**Extracted text**
7) burn till the R-Inc value (top right corner) is close to 0, and the Dist value for the highlighted line at the bottom of the MFD is less than 10k (this is the closest distance you will pass by your target on the selected orbit)

8)go to 100x warp until the highlighted line is on line 1 (the top), then go back to 1x to program a de-orbit position

9) select DEO (lower right corner) to open the de-orbit display, then select ALT, and enter 90 into the box, then select ANT and enter 45, then select your desired entry angle (if unsure, enter 0.7)

10) you now have your de-orbit position, this will be correct for your current altitude BUT YOU MUST HAVE A LOW ECC VALUE BEFORE YOU CAN RELY ON THE POSITION (keep it less than 0.05 ideally) time warp to the position

11) as you approach, open the DGIV's de-orbit display (press d then 2 on your keyboard) and turn retrograde to prepare to de-orbit

12) as you pass the white line on the de-orbit display, begin to burn your main engines, watch your PeA (or PeD, I forget :S) and make sure it is decreasing, or else you are burning prograde or normal, you want neither of these.

13) once your orbit on the orbit MFD hits the atmosphere, the entry angle on the central display will rapidly count upwards, stop as close as you can to 0.7, then use lin thrusters (RCS- press numpad /, then numpad 6 or 9) to fine tune it, use CTRL-[direction] for ultra fine tuning. it doesn't matter if you're a little out, but its best to be exactly on it to reduce your total error margin.
turn off the De-orbit display (press DEO) again and time warp until you approach the final node before landing, this is the node 90* from your target, usually ~90* from your de-orbit position. then you should re-align your flightpath, turning to orbit normal or anti-normal (as required) and burning until the DIST readout on the highlighted line (MUST BE THE TOP LINE AT THIS STAGE) is close to 0.

14) engage surface HUD, engage prograde, then MANUALLY level out and pitch up to ~40* (the autopilot manages to use a huge amount of fuel if you just skip to the next step)

**List of tasks**
• A. For each statement, answer yes or no on whether it agrees with the de-orbit instructions, and quote the words that decide it: (i) If unsure of the entry angle, enter 0.7. (ii) The ECC value should ideally be kept under 0.5. (iii) The DGIV's de-orbit display opens by pressing d then 2.
• B. Echo everything in the de-orbit instructions from "11) as you approach, open" down to "neither of these.", word for word.
• C. Carry on the de-orbit instructions from the point where they stop.
The data that comes next has no connection to the de-orbit instructions.

**Data extract**
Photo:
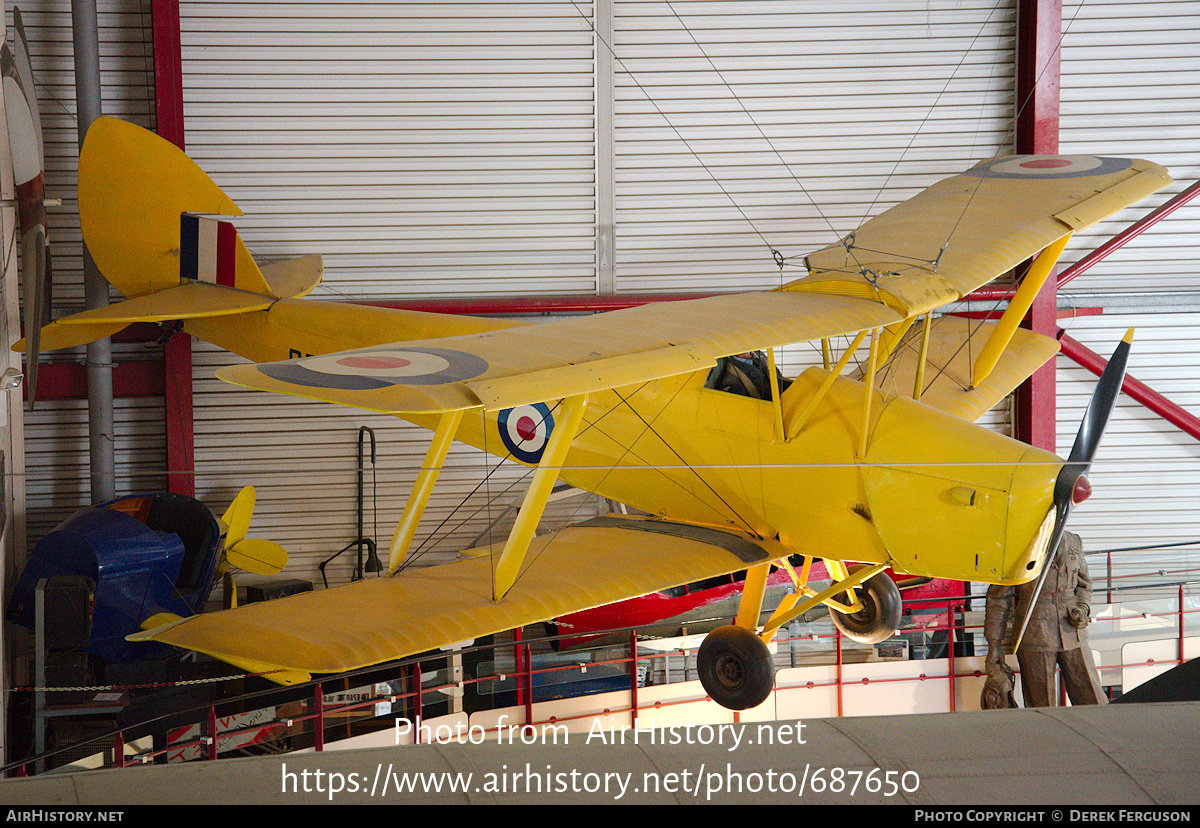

**Answers to each task**
• A.
(i) Yes: "if unsure, enter 0.7"
(ii) No: "keep it less than 0.05 ideally"
(iii) Yes: "press d then 2 on your keyboard"

• B.
11) as you approach, open the DGIV's de-orbit display (press d then 2 on your keyboard) and turn retrograde to prepare to de-orbit

12) as you pass the white line on the de-orbit display, begin to burn your main engines, watch your PeA (or PeD, I forget :S) and make sure it is decreasing, or else you are burning prograde or normal, you want neither of these.

• C.
15) press d1 to return to the program display on the DGIV display, then press c to unload your previous program. next use autopilot 'pro104spec40' (or press p104s40 <enter> on your keyboard) then hit e.

16) your autopilot will automatically set your angle of attack to 40*, this is how you will stay to about 68KM ALT (but don't time warp there yet).

17) change the right MFD to surface (yes, surface) so you can see your speeds and accelerations, and change the DGIV display to re-entry check (press d65). this will tell you everything you need to do before re-entry (most important are: nosecone being open, excess weight, but others still need to be done)(if you are over max entry weight, you didn't dump enough fuel, do it NOW!)

18) continue running the auto checklist (d65) and correcting and mistakes in your configuration till you get 'configuration OK' message, then set the display to re-entry data (d3)

19) time warp forward till the DGIV autopilot says you cant use time warp anymore, set your left MFD (not the one currently set to 'surface') to Aerobrake MFD and set the target to the target you defined for the Basesync, then wait till you drop to 70km ALT, this is when you start to control your descent.

20) use the autopilot to keep your descent rate as close as possible to -80M/s Vertical speed. i use the VACC (vertical acceleration) to do this. by pressing 8 (numpad) the vertical speed (and acceleration) moves upwards as you pitch down (more lift generated by the wings), and as you press 2 (numpad)you descend faster, as less lift is generated by the wings. the re-entry display tells you the atmospheric pressure, the higher this is, the more effective your airfoils, and so you should find that you pitch down gradually throughout the descent
NOTE the DGIV autopilot currently only works in 5* steps for the angle of attack (AoA), this is far too much for a smooth entry, you will find that you have to repeatedly move between two values to keep your speed from changing too much.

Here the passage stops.